◆ Work instructions: Format everything from the line containing "phrase -- wooden pole" down to the end of the records as a JSON list of strings, one string per line, leaving out blank lines.

◆ Records to use:
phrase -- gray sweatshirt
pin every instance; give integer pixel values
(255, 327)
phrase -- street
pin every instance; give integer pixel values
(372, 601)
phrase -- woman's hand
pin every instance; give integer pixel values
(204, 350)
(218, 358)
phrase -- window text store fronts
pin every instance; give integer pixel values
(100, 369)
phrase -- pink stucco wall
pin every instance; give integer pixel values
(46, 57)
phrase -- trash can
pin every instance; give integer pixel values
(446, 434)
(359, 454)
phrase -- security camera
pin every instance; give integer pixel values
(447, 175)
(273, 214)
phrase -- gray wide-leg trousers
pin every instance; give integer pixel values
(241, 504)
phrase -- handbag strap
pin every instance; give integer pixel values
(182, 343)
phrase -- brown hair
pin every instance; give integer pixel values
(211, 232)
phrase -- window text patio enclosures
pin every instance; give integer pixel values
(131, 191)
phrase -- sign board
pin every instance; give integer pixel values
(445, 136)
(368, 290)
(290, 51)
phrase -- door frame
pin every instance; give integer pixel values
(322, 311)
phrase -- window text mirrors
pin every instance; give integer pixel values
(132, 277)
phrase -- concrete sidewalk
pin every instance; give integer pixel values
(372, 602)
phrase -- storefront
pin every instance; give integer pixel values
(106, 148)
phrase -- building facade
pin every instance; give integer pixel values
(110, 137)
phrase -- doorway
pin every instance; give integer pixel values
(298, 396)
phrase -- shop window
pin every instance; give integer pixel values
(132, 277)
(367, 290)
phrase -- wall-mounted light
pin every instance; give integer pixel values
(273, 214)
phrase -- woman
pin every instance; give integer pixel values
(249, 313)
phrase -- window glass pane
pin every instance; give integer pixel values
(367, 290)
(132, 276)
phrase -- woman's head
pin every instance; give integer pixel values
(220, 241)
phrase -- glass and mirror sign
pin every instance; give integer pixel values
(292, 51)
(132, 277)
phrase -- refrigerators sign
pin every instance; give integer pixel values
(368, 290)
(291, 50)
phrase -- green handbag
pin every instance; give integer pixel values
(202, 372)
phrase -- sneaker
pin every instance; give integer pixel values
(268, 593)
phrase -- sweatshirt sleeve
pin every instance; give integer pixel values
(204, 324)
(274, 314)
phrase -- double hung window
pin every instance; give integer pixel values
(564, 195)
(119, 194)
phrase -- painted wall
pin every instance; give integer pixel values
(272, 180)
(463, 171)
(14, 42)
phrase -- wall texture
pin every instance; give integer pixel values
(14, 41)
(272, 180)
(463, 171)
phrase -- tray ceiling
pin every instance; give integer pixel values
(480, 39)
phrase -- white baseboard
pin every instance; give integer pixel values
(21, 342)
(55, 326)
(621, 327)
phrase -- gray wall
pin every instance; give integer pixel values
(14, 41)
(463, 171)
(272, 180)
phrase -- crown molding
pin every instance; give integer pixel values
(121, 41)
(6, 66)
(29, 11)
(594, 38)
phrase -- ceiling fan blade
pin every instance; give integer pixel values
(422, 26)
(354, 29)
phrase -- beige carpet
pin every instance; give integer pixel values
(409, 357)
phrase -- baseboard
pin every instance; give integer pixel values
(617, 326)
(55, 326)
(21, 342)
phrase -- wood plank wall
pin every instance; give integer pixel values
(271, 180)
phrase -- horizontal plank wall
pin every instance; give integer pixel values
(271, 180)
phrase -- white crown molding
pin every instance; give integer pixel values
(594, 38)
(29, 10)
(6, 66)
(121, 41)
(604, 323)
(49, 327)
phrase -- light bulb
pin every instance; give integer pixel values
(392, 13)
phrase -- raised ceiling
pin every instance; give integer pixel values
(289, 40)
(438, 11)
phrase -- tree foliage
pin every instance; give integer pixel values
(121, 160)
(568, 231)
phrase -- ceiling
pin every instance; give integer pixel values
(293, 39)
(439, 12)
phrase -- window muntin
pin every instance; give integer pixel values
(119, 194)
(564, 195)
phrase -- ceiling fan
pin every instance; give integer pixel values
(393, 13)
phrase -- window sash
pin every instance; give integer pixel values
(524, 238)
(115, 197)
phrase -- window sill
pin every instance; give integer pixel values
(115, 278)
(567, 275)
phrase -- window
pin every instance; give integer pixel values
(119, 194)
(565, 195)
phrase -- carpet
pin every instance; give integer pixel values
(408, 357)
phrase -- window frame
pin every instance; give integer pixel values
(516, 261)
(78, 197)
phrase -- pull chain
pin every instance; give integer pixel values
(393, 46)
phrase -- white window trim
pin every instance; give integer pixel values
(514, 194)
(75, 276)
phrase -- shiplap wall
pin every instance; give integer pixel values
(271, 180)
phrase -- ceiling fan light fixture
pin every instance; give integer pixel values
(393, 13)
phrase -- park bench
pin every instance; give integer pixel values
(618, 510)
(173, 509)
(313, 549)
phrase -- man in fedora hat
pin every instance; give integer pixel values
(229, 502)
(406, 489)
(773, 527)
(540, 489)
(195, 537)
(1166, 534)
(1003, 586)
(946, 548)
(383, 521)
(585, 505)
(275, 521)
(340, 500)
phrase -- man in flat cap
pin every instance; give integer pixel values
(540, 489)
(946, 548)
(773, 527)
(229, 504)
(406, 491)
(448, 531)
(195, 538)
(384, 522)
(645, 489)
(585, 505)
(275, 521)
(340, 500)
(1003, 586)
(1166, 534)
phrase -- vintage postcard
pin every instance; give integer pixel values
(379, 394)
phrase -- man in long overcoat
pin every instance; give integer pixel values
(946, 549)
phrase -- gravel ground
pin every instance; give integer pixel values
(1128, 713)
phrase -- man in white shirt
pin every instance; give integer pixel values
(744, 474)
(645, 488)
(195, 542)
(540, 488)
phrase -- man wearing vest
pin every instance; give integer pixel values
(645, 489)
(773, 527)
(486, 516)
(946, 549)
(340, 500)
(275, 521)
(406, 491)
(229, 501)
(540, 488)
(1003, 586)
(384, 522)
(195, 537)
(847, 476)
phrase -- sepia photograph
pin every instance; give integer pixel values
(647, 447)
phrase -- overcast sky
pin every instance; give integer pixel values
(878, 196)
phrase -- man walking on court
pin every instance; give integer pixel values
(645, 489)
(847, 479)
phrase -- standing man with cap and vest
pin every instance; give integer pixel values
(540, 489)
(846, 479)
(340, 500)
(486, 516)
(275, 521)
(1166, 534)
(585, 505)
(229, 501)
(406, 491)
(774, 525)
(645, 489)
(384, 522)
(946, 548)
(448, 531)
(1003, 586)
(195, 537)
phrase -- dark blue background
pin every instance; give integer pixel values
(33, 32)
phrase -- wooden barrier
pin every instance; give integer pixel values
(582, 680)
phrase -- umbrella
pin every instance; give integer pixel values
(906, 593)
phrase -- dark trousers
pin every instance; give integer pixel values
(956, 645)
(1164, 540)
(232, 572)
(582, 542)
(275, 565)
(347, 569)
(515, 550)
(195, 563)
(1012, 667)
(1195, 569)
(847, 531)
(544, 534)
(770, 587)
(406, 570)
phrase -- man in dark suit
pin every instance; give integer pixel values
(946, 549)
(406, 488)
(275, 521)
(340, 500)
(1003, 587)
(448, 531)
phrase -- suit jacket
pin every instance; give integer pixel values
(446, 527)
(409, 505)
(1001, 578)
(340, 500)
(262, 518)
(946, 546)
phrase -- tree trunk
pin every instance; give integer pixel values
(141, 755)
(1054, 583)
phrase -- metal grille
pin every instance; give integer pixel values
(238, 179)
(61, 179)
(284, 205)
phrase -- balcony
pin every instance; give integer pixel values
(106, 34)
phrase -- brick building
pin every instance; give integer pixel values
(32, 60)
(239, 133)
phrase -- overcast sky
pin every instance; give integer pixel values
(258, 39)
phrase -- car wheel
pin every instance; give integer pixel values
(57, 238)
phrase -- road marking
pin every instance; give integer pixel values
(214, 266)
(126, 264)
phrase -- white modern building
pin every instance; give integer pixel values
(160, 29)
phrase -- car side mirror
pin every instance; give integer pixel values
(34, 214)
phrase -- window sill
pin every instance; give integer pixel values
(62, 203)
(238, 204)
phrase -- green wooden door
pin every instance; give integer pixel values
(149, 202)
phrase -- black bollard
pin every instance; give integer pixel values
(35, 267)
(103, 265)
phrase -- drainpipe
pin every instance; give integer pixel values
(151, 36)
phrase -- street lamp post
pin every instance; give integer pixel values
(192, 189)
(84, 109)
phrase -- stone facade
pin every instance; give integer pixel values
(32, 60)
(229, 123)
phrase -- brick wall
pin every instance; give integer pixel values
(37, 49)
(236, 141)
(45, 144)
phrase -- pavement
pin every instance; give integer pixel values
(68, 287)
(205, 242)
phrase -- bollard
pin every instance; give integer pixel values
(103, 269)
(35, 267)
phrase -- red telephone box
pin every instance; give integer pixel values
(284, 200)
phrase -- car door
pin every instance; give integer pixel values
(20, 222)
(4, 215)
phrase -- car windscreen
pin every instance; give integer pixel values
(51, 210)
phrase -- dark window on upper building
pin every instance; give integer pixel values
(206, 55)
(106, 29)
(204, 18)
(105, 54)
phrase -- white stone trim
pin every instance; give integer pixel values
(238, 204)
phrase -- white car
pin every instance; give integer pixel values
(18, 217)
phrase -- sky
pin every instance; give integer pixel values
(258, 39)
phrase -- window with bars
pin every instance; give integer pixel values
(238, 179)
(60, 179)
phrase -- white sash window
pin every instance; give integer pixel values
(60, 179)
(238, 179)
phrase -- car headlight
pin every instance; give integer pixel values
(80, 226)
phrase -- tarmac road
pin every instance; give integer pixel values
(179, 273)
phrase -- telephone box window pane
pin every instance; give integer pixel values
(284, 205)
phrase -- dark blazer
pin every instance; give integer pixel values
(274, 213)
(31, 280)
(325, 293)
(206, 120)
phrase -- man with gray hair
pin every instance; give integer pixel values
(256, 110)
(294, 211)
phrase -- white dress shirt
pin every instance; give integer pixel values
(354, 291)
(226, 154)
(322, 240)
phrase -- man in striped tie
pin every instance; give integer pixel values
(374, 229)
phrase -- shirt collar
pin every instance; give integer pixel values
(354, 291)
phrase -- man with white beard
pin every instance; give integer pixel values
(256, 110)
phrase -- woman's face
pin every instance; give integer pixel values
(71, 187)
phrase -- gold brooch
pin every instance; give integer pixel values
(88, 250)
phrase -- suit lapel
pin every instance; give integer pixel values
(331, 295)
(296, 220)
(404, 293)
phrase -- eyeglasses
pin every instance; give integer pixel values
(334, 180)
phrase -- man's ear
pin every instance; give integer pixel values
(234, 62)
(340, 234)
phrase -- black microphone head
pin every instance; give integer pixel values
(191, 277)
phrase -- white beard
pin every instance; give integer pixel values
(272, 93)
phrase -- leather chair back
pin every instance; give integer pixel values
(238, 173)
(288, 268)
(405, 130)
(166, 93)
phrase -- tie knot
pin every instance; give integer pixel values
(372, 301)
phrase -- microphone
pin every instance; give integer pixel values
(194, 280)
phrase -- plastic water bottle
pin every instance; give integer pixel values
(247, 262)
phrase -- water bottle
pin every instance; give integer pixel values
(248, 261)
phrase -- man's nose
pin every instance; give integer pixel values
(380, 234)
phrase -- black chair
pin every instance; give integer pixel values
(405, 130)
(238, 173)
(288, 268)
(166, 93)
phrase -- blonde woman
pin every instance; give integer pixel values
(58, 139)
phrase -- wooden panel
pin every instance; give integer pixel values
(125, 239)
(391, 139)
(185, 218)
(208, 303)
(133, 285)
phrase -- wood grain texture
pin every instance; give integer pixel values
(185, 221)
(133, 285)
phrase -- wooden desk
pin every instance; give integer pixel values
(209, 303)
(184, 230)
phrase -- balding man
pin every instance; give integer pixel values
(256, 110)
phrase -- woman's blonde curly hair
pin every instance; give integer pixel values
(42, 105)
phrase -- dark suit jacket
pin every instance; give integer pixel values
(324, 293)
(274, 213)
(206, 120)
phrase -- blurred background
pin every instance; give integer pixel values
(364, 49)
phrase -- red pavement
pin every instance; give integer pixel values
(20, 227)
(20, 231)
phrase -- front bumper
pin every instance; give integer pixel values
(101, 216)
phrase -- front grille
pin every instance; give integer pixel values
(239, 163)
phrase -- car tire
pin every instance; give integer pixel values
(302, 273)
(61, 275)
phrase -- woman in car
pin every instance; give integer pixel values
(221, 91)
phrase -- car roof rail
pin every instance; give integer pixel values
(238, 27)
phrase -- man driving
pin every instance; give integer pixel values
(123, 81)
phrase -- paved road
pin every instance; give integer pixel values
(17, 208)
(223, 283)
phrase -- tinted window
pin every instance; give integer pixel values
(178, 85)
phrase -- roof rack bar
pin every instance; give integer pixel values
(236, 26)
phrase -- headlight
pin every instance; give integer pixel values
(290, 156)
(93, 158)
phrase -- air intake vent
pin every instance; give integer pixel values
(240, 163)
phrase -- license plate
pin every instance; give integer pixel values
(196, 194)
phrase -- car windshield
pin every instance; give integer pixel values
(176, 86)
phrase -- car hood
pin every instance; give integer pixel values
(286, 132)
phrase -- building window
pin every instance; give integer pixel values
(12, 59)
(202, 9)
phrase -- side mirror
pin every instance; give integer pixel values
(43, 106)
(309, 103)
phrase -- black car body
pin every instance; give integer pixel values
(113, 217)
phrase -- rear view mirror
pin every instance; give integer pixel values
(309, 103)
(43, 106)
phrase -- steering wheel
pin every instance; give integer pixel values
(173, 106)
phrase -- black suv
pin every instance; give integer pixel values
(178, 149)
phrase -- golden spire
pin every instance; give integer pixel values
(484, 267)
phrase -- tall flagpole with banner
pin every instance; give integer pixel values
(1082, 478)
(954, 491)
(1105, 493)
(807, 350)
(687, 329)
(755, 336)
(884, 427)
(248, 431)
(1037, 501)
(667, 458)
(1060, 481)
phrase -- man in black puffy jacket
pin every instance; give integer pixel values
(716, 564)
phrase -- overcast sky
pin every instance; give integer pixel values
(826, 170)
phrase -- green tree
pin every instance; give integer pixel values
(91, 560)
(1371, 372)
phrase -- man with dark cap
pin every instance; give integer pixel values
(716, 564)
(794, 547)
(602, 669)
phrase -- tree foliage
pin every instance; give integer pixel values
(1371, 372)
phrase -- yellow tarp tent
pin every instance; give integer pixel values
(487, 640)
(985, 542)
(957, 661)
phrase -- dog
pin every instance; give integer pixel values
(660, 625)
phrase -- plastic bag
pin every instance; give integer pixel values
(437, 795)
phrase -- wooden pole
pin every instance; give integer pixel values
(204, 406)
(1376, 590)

◆ Finished answer:
[
  "phrase -- wooden pole",
  "pin every instance; give integer pixel values",
  "(204, 406)",
  "(1376, 590)"
]